───── Data under study ─────

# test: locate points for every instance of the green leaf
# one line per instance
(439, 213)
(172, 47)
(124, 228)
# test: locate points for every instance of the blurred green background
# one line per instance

─────
───── Data under study ─────

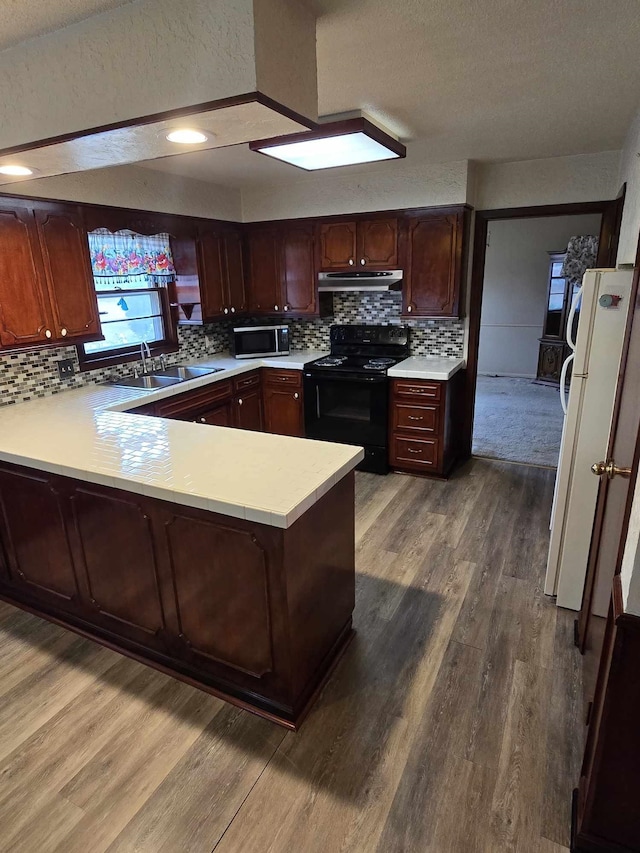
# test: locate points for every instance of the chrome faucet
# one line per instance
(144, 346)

─────

§ **What is being asked**
Wherever the word "green" appears in a line of the data above, copy that line.

§ **Task solution**
# test: locate points for every instance of the green leaf
# test: locate points for every instance of the blurred green background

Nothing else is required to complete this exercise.